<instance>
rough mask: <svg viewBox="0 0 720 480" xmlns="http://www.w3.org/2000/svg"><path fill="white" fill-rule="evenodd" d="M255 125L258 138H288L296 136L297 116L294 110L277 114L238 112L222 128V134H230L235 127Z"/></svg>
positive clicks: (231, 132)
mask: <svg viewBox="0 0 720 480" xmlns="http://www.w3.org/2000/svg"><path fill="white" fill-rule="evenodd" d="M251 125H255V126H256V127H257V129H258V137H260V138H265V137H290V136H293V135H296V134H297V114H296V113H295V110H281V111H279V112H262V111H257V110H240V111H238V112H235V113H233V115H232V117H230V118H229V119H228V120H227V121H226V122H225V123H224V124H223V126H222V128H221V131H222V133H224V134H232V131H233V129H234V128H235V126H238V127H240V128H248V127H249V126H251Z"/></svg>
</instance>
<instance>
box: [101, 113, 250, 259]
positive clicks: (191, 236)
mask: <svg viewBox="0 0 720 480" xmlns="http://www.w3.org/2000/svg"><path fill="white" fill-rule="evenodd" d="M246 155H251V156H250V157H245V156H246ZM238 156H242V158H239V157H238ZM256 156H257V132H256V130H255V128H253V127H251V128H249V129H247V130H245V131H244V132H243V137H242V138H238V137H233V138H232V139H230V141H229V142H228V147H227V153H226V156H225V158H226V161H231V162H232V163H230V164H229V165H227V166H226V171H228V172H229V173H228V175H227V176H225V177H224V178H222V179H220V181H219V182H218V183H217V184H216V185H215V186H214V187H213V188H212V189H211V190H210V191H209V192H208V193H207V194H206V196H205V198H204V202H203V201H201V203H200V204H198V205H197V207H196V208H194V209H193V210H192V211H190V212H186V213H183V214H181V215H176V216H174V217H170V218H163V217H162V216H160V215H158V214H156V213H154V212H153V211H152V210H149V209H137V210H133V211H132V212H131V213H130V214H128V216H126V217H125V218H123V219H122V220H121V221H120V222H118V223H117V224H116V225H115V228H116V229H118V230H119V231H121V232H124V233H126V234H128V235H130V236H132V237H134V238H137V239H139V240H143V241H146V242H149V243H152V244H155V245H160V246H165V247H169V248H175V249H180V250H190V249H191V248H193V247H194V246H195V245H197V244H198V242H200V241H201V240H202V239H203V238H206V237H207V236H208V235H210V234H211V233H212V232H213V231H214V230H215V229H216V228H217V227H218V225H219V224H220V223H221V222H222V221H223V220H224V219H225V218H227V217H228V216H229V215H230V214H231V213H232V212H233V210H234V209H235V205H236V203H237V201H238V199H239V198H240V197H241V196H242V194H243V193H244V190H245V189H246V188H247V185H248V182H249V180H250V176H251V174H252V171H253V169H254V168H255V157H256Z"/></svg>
____
Would you reproduce all of the data exactly, without a single alteration?

<instance>
rough mask: <svg viewBox="0 0 720 480" xmlns="http://www.w3.org/2000/svg"><path fill="white" fill-rule="evenodd" d="M255 125L258 138H288L296 136L297 116L294 110L277 114L238 112L222 128V134H230L235 127Z"/></svg>
positive clicks: (231, 132)
mask: <svg viewBox="0 0 720 480" xmlns="http://www.w3.org/2000/svg"><path fill="white" fill-rule="evenodd" d="M251 125H255V126H256V127H257V129H258V137H260V138H265V137H290V136H293V135H296V134H297V114H296V113H295V110H281V111H279V112H262V111H257V110H240V111H238V112H235V113H233V115H232V117H230V118H229V119H228V120H227V121H226V122H225V123H224V124H223V126H222V128H221V131H222V133H224V134H232V131H233V129H234V128H235V126H238V127H240V128H248V127H249V126H251Z"/></svg>
</instance>
<instance>
box: [101, 113, 250, 259]
positive clicks: (191, 236)
mask: <svg viewBox="0 0 720 480" xmlns="http://www.w3.org/2000/svg"><path fill="white" fill-rule="evenodd" d="M246 155H251V156H250V157H245V156H246ZM238 156H242V158H239V157H238ZM256 156H257V132H256V130H255V128H253V127H251V128H249V129H247V130H245V131H244V132H243V137H242V138H238V137H233V138H232V139H230V141H229V142H228V147H227V153H226V156H225V158H226V161H231V162H232V163H230V164H229V165H227V166H226V171H228V172H229V173H228V175H227V176H225V177H224V178H222V179H220V181H219V182H218V183H217V184H216V185H215V186H214V187H213V188H212V189H211V190H210V191H209V192H208V193H207V194H206V196H205V198H204V202H203V201H201V203H200V204H198V205H197V207H196V208H194V209H193V210H192V211H190V212H186V213H183V214H181V215H176V216H174V217H170V218H163V217H162V216H160V215H158V214H156V213H154V212H153V211H152V210H149V209H137V210H133V211H132V212H131V213H130V214H128V216H126V217H125V218H123V219H122V220H121V221H120V222H118V223H117V224H116V225H115V228H116V229H118V230H119V231H121V232H124V233H126V234H128V235H130V236H132V237H134V238H137V239H139V240H143V241H146V242H149V243H152V244H155V245H160V246H165V247H169V248H175V249H180V250H190V249H191V248H193V247H194V246H195V245H197V244H198V242H200V241H201V240H202V239H203V238H206V237H207V236H208V235H210V234H211V233H212V232H213V231H214V230H215V229H216V228H217V227H218V225H219V224H220V223H221V222H222V221H223V220H224V219H225V218H227V217H228V216H229V215H230V214H231V213H232V212H233V210H234V209H235V205H236V203H237V201H238V199H239V198H240V197H241V196H242V194H243V193H244V190H245V189H246V188H247V185H248V182H249V180H250V176H251V174H252V171H253V169H254V168H255V157H256Z"/></svg>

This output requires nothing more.